WHAT IS NEEDED:
Sort through the data and copy the lines holding the word "small".

----------------

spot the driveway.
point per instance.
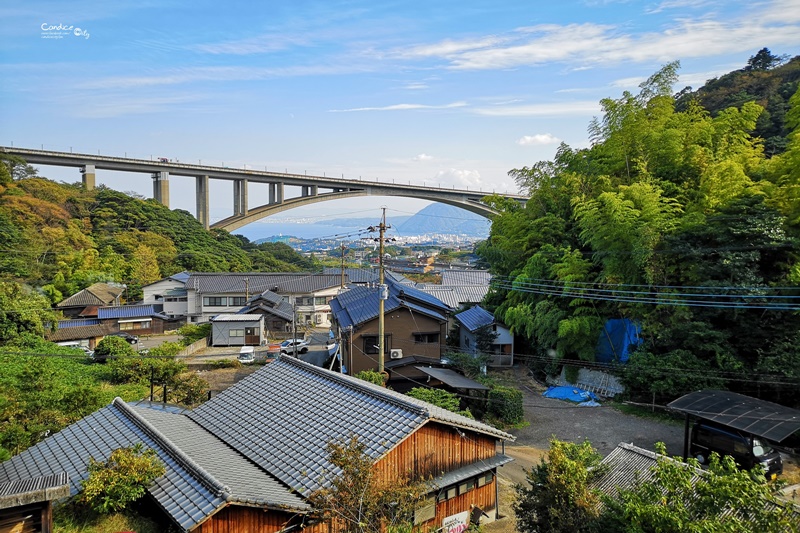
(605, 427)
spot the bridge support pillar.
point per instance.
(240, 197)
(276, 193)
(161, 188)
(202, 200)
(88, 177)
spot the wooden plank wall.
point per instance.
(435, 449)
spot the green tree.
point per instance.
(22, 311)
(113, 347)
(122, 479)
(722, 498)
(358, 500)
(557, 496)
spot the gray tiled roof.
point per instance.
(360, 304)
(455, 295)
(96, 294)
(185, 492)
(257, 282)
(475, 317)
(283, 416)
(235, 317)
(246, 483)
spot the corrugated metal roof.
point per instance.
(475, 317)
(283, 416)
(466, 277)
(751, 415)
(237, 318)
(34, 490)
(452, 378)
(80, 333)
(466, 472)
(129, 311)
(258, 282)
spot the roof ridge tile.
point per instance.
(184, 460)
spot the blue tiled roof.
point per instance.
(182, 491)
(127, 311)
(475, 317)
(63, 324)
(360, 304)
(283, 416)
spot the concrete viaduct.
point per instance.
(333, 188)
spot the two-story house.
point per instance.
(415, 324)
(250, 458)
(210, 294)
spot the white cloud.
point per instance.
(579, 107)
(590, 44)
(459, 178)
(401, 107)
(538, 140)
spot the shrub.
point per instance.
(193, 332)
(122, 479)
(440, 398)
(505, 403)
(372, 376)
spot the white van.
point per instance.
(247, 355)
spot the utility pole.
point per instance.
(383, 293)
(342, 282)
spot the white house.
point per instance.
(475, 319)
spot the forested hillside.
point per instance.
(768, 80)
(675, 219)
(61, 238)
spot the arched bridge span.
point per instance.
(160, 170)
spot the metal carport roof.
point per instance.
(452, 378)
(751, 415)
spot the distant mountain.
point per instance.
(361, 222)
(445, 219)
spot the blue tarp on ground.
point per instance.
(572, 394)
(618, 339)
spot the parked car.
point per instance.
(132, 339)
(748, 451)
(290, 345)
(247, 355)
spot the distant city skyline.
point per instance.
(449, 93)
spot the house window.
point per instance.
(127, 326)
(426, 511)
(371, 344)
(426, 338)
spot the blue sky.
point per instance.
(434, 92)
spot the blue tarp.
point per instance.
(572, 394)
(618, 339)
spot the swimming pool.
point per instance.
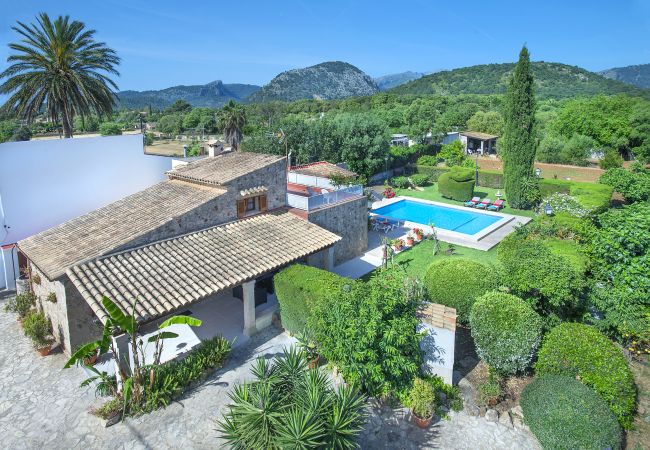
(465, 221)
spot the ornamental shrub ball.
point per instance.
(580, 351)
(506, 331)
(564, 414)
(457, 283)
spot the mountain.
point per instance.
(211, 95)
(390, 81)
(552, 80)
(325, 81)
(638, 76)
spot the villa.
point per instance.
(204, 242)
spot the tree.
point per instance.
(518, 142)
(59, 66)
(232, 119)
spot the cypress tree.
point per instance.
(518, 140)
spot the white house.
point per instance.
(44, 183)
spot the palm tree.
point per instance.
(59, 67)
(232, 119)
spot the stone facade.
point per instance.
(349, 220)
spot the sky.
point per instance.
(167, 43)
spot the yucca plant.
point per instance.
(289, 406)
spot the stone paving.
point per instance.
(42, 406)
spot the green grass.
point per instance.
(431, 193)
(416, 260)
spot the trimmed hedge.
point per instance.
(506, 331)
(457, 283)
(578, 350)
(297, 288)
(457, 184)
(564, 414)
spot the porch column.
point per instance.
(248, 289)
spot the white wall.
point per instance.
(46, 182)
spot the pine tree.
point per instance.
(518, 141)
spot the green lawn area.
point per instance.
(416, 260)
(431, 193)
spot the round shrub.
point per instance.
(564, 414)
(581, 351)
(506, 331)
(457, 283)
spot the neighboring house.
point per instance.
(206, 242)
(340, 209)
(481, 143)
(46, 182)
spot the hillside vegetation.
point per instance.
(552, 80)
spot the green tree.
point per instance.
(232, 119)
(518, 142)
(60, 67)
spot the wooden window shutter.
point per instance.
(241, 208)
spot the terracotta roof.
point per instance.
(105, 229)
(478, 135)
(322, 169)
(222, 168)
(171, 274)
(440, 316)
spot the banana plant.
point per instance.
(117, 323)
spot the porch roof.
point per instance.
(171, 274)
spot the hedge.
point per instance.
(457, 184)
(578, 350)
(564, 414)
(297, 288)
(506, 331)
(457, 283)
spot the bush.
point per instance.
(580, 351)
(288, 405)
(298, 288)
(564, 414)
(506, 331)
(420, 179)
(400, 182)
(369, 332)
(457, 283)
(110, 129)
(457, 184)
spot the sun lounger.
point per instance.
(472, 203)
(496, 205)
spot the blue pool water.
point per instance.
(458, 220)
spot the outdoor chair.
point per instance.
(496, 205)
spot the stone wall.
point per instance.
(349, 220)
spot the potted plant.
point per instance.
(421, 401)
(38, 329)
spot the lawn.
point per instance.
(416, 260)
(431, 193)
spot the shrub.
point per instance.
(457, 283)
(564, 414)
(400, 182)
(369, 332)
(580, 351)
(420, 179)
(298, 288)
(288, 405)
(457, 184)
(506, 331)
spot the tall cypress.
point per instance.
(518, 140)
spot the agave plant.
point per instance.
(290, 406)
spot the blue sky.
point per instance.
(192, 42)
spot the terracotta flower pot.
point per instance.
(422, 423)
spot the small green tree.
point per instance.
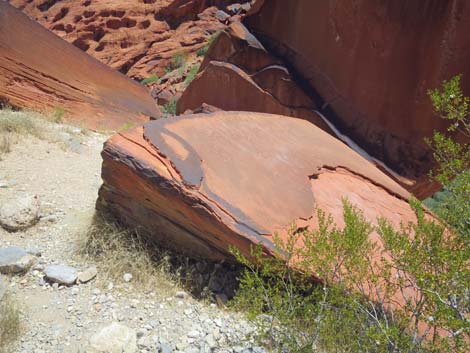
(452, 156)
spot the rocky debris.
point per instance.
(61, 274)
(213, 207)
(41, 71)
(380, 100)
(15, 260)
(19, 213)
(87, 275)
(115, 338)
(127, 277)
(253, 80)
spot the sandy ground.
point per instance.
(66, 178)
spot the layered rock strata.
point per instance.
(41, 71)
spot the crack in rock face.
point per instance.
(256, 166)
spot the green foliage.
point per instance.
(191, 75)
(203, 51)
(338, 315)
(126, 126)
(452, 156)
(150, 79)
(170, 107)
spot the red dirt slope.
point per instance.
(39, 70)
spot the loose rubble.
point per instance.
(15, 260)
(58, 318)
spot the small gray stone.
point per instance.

----------------

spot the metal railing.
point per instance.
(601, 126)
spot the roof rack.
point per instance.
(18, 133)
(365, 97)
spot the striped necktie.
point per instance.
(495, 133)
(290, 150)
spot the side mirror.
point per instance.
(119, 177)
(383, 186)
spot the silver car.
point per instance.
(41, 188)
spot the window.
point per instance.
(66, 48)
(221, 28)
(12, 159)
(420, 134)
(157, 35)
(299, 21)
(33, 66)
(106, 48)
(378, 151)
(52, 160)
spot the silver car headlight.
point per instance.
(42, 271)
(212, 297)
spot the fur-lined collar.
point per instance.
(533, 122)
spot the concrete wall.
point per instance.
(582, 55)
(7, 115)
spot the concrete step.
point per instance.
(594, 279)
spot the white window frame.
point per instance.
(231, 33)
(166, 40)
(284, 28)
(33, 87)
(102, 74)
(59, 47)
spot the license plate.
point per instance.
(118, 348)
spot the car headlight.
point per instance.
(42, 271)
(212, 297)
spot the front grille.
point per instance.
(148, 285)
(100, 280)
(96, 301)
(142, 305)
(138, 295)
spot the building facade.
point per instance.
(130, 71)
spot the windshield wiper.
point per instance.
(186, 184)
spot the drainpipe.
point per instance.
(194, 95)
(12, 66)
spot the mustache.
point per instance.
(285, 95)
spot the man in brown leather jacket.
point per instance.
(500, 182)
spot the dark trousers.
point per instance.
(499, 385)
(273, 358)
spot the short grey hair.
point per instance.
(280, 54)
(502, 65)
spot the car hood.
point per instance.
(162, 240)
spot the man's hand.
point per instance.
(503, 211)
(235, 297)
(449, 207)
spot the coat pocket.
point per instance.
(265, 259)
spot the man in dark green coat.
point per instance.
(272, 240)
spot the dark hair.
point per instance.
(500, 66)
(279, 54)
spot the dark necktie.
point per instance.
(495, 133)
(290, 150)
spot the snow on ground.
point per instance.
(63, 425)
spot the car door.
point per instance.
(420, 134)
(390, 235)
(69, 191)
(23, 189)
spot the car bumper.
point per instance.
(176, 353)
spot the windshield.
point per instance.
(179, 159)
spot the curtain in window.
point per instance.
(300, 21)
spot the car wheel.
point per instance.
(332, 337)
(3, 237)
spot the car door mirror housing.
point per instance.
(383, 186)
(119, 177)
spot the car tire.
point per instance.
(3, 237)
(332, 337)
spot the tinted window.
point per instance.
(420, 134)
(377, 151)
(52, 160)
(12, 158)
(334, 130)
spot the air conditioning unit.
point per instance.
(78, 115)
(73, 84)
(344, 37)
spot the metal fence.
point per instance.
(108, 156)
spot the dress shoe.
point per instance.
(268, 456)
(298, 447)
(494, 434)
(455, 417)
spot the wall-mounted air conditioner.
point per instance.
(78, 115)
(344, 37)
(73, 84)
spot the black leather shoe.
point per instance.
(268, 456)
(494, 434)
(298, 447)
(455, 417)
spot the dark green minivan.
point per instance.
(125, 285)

----------------

YOUR RESPONSE:
spot the small green tree.
spot the small gray stone.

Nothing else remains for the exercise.